== Goal of the exercise ==
A copy is needed of each line in the records that has the word "windows".
═══
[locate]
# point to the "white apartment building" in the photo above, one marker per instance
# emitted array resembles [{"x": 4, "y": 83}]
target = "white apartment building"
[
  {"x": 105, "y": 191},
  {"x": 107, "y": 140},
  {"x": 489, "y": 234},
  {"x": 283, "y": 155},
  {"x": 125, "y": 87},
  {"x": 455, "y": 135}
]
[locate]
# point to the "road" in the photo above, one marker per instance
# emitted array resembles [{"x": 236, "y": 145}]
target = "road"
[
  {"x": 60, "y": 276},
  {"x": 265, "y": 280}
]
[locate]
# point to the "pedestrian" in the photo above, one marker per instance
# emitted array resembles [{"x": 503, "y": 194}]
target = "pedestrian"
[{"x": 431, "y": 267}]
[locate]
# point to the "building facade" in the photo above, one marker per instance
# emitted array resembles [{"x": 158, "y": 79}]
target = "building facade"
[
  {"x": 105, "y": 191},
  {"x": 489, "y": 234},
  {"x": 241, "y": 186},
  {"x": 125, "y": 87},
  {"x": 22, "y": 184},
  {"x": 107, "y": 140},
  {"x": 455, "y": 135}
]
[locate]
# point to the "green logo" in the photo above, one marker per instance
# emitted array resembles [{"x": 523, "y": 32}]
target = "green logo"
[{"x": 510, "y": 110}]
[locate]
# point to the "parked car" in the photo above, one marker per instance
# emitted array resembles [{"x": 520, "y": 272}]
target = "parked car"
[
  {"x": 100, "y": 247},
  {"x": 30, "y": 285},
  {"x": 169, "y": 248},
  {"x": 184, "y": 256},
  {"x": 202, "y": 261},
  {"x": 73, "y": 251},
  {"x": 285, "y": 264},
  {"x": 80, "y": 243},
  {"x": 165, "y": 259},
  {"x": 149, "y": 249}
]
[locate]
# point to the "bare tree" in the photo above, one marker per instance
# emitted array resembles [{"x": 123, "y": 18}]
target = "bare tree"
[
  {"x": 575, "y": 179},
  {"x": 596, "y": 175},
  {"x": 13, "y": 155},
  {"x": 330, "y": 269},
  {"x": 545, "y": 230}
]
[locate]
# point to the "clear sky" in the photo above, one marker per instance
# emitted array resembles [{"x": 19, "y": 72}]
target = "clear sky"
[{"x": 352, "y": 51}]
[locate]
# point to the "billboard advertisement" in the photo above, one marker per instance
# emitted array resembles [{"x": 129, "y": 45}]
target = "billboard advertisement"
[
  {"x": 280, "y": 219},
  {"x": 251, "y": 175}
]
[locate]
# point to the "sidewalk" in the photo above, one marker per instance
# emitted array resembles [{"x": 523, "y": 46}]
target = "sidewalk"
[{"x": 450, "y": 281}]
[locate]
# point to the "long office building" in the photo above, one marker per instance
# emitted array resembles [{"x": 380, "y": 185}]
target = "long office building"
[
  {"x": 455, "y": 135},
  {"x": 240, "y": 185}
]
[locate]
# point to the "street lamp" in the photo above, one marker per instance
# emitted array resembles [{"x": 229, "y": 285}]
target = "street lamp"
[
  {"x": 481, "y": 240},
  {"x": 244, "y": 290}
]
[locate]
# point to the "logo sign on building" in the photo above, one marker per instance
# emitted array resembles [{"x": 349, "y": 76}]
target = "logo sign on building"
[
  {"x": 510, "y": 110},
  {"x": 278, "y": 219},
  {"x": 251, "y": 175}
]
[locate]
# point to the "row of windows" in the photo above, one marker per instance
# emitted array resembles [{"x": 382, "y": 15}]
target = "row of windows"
═══
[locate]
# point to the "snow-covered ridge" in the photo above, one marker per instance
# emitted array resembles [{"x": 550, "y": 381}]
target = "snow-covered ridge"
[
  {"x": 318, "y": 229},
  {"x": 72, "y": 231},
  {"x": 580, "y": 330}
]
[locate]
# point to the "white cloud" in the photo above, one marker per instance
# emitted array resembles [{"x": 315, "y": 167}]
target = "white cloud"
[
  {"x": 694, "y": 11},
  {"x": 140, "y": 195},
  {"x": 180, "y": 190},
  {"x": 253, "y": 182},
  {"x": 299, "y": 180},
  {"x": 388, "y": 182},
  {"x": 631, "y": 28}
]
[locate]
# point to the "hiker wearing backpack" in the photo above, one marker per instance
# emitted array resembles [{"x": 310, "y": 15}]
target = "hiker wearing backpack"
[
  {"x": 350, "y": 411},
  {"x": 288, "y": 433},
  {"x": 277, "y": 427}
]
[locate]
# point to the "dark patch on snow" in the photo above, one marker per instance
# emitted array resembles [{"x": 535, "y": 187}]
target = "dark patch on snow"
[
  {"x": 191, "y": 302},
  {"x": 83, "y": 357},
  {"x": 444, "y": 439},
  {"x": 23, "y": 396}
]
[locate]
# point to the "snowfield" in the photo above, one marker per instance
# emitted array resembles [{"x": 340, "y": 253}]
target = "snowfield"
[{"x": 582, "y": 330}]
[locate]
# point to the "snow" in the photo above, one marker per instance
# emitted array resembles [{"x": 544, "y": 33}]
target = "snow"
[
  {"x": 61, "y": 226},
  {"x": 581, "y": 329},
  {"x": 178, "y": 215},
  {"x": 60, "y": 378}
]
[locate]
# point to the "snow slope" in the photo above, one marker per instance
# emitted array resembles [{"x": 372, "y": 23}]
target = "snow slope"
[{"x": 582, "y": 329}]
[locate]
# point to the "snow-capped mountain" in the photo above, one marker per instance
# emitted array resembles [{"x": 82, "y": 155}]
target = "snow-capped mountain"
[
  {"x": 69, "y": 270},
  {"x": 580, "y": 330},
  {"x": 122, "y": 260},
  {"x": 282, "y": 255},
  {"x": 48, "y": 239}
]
═══
== Your solution ==
# point to the "row of windows" in the photo above, one marker per instance
target = "row of windows"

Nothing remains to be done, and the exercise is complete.